**Task:**
Reproduce the entries below verbatim, starting with their first line and ending with the line that contains "M192 204L213 122L139 51L62 99L117 178Z", both included.
☆ ☆ ☆ ☆
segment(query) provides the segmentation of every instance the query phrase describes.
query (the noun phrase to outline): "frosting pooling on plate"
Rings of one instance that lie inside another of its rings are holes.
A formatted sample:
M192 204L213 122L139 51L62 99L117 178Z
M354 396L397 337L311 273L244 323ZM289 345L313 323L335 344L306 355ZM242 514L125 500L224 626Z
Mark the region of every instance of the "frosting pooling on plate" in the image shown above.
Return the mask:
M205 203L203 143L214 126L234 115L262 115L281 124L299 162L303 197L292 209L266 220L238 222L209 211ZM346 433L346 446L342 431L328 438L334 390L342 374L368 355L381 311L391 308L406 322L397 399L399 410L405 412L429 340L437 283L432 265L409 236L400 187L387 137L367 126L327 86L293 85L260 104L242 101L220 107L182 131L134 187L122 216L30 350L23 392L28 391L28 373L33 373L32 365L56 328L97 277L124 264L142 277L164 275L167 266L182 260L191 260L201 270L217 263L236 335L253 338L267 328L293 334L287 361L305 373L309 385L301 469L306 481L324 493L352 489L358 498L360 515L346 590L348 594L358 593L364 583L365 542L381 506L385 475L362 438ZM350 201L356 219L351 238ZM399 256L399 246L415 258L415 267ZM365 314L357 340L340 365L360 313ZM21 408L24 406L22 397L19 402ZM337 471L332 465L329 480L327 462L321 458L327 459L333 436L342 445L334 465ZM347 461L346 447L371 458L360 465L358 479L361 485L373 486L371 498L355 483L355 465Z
☆ ☆ ☆ ☆
**Reply:**
segment(query) provides the segmentation of every instance the query phrase describes.
query (the noun phrase to outline): "frosting pooling on plate"
Rings of one instance that lie inside another of its rings are holes.
A formatted sample:
M192 204L213 122L139 51L62 99L117 178Z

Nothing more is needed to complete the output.